_WHAT IS BEING ASKED_. Keeping every word in place, write out the entries that come next.

_Dataset records_.
┌────────

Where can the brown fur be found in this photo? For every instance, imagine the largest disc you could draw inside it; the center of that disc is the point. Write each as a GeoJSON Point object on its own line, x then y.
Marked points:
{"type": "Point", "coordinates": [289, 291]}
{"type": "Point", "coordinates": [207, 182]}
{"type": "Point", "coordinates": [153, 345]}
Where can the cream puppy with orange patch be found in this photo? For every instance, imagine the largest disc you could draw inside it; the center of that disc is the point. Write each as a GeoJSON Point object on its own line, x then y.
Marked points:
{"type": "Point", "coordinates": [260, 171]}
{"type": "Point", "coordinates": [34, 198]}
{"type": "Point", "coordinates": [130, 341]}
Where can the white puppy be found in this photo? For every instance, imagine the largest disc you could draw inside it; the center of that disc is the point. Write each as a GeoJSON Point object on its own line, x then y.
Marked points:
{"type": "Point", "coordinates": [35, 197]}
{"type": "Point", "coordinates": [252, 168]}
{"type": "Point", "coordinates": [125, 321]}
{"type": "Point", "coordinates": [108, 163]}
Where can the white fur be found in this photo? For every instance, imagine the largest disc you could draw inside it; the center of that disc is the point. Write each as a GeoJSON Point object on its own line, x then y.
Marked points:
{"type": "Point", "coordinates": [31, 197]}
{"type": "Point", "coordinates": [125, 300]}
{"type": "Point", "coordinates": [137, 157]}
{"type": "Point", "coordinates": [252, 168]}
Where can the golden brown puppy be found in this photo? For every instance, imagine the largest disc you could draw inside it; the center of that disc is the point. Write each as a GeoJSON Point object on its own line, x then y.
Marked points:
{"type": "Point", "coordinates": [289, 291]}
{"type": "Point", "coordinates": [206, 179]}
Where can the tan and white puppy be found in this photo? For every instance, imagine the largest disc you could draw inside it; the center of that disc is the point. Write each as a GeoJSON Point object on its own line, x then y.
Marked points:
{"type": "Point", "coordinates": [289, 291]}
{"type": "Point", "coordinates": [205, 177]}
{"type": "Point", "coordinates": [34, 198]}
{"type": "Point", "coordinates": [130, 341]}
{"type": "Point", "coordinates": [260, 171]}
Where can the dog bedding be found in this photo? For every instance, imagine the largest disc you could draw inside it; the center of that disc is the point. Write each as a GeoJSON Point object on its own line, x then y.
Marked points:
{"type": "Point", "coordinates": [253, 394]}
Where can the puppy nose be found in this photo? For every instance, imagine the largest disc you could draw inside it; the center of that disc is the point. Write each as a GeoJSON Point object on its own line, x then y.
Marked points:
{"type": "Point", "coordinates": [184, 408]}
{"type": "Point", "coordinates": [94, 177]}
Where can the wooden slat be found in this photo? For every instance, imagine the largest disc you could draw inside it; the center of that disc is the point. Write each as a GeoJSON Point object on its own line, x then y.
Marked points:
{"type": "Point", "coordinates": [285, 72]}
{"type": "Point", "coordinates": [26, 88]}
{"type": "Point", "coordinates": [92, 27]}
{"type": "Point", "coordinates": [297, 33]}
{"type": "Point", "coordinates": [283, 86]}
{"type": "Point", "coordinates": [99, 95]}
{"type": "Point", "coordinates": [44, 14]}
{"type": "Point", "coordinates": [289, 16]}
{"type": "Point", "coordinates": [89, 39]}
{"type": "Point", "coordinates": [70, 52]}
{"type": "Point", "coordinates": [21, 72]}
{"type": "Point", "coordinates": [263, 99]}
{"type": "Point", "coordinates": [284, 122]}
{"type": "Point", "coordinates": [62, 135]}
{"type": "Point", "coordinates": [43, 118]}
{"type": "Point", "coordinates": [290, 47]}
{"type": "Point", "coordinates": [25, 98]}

└────────

_THE COMPLETED TASK_.
Where can the brown fur be found in this photo? For every instance, imagine the largest disc you could draw inside it; the center of that disc is the point. Write each as a GeoJSON Point object on its own line, x then y.
Marked points:
{"type": "Point", "coordinates": [289, 291]}
{"type": "Point", "coordinates": [207, 182]}
{"type": "Point", "coordinates": [153, 345]}
Where can the cream puppy with orange patch be found in this photo? For every instance, imagine the largest disc you could draw inside it; the center of that disc is the point. Write each as a GeoJSON Point object on its own line, x then y.
Marked points:
{"type": "Point", "coordinates": [260, 171]}
{"type": "Point", "coordinates": [34, 198]}
{"type": "Point", "coordinates": [130, 341]}
Where can the white puppy be found in this photo? For every instance, imagine the largest disc you could draw inside it; the center of that disc is the point. Write each as a GeoJSON Point object on its own line, x then y.
Marked points:
{"type": "Point", "coordinates": [35, 197]}
{"type": "Point", "coordinates": [252, 168]}
{"type": "Point", "coordinates": [125, 321]}
{"type": "Point", "coordinates": [108, 163]}
Where can the white fur be found in this photo? For every instance, imagine the largest disc you could draw inside it; the center of that disc is the point. Write each as a GeoJSON Point object on its own line, x then y.
Marked points:
{"type": "Point", "coordinates": [31, 197]}
{"type": "Point", "coordinates": [125, 300]}
{"type": "Point", "coordinates": [137, 157]}
{"type": "Point", "coordinates": [252, 168]}
Where can the golden brown puppy be found in this photo? For every instance, imagine the largest disc you could draw inside it; the center of that disc is the point. Write each as a GeoJSON Point object on its own line, x then y.
Marked points:
{"type": "Point", "coordinates": [289, 291]}
{"type": "Point", "coordinates": [206, 179]}
Where can the tan and white puppy be found in this photo? For every instance, imagine the largest disc you could draw inside it; the center of that disc is the point. Write each as a GeoJSON Point object on its own line, x then y.
Marked points:
{"type": "Point", "coordinates": [289, 291]}
{"type": "Point", "coordinates": [205, 177]}
{"type": "Point", "coordinates": [34, 198]}
{"type": "Point", "coordinates": [130, 341]}
{"type": "Point", "coordinates": [260, 171]}
Where can the dog bedding be found in this photo? For every instance, imagine the largest disc you could draw inside it; the center of that disc is the point. Write each as a GeoJSON Point object on its own line, x then y.
Marked points:
{"type": "Point", "coordinates": [253, 394]}
Where can the puppy nose be found in this photo? For every instance, imagine the largest disc you could draw inside it; the center of that disc is the point. Write each as a GeoJSON Point object on its own line, x then y.
Marked points:
{"type": "Point", "coordinates": [184, 408]}
{"type": "Point", "coordinates": [94, 177]}
Where can the wooden slat be found in this photo? For every instance, imagine the largest disc you could draw inside it; the center of that disc is the point. Write each as a GeoJSON Point object on its own line, x then y.
Marked points:
{"type": "Point", "coordinates": [285, 72]}
{"type": "Point", "coordinates": [26, 88]}
{"type": "Point", "coordinates": [92, 27]}
{"type": "Point", "coordinates": [297, 33]}
{"type": "Point", "coordinates": [283, 86]}
{"type": "Point", "coordinates": [99, 95]}
{"type": "Point", "coordinates": [44, 14]}
{"type": "Point", "coordinates": [289, 16]}
{"type": "Point", "coordinates": [89, 39]}
{"type": "Point", "coordinates": [70, 52]}
{"type": "Point", "coordinates": [21, 72]}
{"type": "Point", "coordinates": [263, 99]}
{"type": "Point", "coordinates": [284, 122]}
{"type": "Point", "coordinates": [62, 135]}
{"type": "Point", "coordinates": [43, 118]}
{"type": "Point", "coordinates": [290, 47]}
{"type": "Point", "coordinates": [25, 98]}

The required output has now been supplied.